Photo object pointing records:
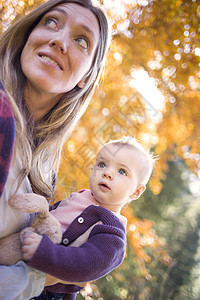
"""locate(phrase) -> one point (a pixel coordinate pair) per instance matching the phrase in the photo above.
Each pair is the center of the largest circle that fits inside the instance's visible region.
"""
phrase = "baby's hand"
(30, 243)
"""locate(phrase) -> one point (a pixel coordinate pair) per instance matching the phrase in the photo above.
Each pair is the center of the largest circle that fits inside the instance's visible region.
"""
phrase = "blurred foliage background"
(151, 90)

[Short problem] Lay out all of the data above as a numbered list with blank lines omitted, and leave the pictures out.

[Solution to this exercise]
1. """locate(phrase) -> one point (a pixel coordinate pair) per instance matching the phrase in the photo above.
2. Each pair is the center of the largest circle that fits inside the instance's visible region.
3. """
4. phrase = "baby's hand"
5. (30, 243)
6. """locate(phrase) -> one point (a pixel coordinate pair) per instance matching the phrase in the photo above.
7. Each pair is the center of the largest circle that fits inside the instance's visible region.
8. """
9. phrase = "blurred foliage background"
10. (151, 90)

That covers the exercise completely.